Description of the task: Count the lines in the records below that contain the string "blazer", matching case exactly. Reply with only the number.

----- Dataset entries

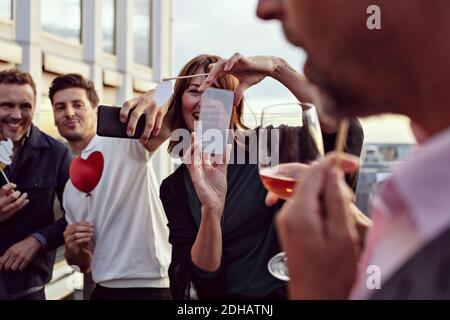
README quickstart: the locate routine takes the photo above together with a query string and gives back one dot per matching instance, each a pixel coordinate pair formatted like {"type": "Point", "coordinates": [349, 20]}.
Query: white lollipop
{"type": "Point", "coordinates": [6, 152]}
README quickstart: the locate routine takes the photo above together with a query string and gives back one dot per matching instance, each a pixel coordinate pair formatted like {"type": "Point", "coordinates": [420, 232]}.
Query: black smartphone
{"type": "Point", "coordinates": [109, 124]}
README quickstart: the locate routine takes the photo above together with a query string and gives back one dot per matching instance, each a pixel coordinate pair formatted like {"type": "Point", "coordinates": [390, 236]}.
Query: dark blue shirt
{"type": "Point", "coordinates": [41, 169]}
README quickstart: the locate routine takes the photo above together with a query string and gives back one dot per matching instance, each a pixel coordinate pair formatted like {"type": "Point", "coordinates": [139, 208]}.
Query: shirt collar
{"type": "Point", "coordinates": [423, 185]}
{"type": "Point", "coordinates": [90, 147]}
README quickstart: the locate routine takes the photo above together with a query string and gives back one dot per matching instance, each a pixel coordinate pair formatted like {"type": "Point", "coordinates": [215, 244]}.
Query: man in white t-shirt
{"type": "Point", "coordinates": [124, 241]}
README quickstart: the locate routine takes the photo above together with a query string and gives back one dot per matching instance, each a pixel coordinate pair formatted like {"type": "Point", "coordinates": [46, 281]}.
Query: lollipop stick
{"type": "Point", "coordinates": [4, 176]}
{"type": "Point", "coordinates": [340, 140]}
{"type": "Point", "coordinates": [186, 77]}
{"type": "Point", "coordinates": [89, 217]}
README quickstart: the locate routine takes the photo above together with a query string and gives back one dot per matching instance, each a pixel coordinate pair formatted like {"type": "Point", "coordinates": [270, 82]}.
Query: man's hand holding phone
{"type": "Point", "coordinates": [139, 106]}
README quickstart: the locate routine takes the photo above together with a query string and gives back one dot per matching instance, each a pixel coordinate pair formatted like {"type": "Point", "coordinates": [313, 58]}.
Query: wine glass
{"type": "Point", "coordinates": [289, 133]}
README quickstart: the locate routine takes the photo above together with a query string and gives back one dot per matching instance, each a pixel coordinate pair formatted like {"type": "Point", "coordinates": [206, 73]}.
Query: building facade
{"type": "Point", "coordinates": [123, 46]}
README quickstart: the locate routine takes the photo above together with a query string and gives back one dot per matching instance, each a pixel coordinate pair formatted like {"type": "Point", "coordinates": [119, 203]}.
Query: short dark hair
{"type": "Point", "coordinates": [74, 80]}
{"type": "Point", "coordinates": [19, 77]}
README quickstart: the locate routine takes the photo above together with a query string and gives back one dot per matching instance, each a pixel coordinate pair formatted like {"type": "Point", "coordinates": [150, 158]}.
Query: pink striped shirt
{"type": "Point", "coordinates": [411, 209]}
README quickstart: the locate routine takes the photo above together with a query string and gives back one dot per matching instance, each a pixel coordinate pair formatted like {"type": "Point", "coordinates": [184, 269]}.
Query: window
{"type": "Point", "coordinates": [142, 32]}
{"type": "Point", "coordinates": [109, 26]}
{"type": "Point", "coordinates": [62, 18]}
{"type": "Point", "coordinates": [6, 9]}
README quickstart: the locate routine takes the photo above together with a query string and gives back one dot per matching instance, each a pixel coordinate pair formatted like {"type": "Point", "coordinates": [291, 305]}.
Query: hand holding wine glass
{"type": "Point", "coordinates": [290, 138]}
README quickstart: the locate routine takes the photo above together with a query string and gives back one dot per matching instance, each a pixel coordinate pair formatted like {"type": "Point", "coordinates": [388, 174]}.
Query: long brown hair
{"type": "Point", "coordinates": [228, 82]}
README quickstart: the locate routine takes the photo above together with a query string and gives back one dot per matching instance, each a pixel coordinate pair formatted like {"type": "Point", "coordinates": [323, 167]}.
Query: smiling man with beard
{"type": "Point", "coordinates": [29, 234]}
{"type": "Point", "coordinates": [402, 69]}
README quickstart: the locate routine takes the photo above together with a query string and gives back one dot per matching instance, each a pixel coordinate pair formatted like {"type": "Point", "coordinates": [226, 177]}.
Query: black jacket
{"type": "Point", "coordinates": [249, 236]}
{"type": "Point", "coordinates": [40, 169]}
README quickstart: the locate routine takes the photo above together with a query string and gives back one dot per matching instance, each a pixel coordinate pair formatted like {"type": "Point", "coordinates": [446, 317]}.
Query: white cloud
{"type": "Point", "coordinates": [224, 27]}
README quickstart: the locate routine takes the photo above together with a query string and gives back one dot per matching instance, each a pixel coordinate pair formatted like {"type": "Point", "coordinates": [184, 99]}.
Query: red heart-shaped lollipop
{"type": "Point", "coordinates": [86, 174]}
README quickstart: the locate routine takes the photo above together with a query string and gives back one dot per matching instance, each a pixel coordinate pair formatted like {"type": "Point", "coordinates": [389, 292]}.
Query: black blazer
{"type": "Point", "coordinates": [41, 170]}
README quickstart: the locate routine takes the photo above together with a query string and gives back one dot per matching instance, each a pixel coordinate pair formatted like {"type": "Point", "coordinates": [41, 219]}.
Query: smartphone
{"type": "Point", "coordinates": [109, 124]}
{"type": "Point", "coordinates": [215, 116]}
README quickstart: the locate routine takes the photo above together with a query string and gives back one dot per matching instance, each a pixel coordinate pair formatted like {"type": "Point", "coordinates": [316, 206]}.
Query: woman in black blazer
{"type": "Point", "coordinates": [221, 231]}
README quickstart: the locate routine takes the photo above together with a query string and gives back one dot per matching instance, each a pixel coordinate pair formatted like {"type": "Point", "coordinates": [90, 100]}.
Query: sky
{"type": "Point", "coordinates": [223, 27]}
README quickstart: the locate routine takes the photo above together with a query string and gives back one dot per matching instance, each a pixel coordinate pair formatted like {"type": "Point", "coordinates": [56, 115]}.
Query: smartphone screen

----------

Answer for this exercise: 2